▶ [Work to complete]: Once the pictures are set aside, repeat all of the data below exactly.

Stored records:

○ ○ ○

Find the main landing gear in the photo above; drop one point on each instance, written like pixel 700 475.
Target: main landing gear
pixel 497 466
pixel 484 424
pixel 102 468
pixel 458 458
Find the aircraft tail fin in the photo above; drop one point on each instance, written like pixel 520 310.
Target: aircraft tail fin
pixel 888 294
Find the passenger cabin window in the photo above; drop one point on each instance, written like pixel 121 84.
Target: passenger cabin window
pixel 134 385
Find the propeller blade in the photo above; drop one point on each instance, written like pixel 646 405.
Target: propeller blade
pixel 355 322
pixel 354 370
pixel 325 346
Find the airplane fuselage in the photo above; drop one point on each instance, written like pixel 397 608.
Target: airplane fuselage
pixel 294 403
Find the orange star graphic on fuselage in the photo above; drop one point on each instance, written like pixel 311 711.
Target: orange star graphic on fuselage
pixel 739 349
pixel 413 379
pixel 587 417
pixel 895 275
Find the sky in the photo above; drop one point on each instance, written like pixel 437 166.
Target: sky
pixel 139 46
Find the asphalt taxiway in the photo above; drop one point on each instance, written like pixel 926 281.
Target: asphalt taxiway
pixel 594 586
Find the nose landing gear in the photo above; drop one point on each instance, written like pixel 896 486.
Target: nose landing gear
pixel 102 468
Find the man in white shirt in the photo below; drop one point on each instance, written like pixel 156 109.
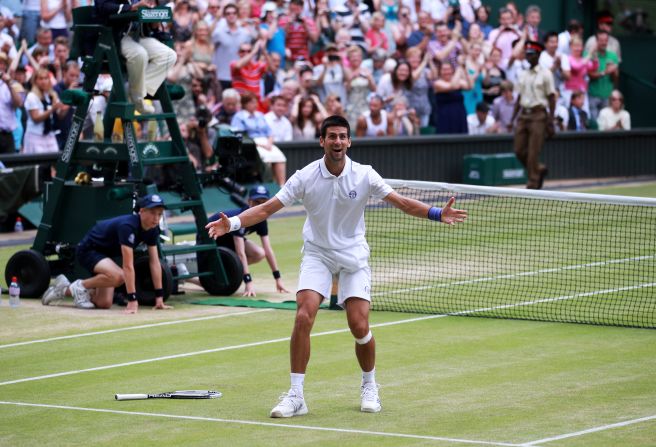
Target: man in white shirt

○ ○ ○

▶ [Finished exercise]:
Find the main landing gear in the photo above; drop one point on each instance, written like pixel 700 475.
Target: main landing gear
pixel 497 466
pixel 484 424
pixel 102 468
pixel 458 458
Find the aircraft tail fin in the photo above; drop one point on each instance, written like pixel 520 310.
Target: aircraft tail fin
pixel 888 294
Find the passenger cabin window in the photo above; drop one point on each instance, written like pixel 121 84.
Target: passenger cabin window
pixel 134 385
Find the propeller blade in the photo above; drop one point on each instance, written like pixel 646 405.
Target: propeller blade
pixel 355 322
pixel 354 370
pixel 325 346
Find the airplane fuselage in the photo above; drop one point on each instance, written like pixel 397 608.
Target: airplane fuselage
pixel 294 403
Find the orange star graphic on fuselage in the photo above; drop one point on each instance, written like pixel 311 711.
Target: orange star graphic on fuselage
pixel 739 349
pixel 413 379
pixel 587 417
pixel 895 275
Find the sky in the photo above; drop one point on each instance, written like pixel 437 166.
Target: sky
pixel 139 46
Find the asphalt taxiway in the photo above; drop one point on each instance, written like pixel 926 281.
Target: asphalt taxiway
pixel 594 586
Find the nose landing gear in the photo above; drop one point on each instance, written like pixel 896 486.
Target: nose landing gear
pixel 102 468
Find the man in white shirt in the photo below; drop one point on each instance, written like pixel 156 109.
Target: man in white shirt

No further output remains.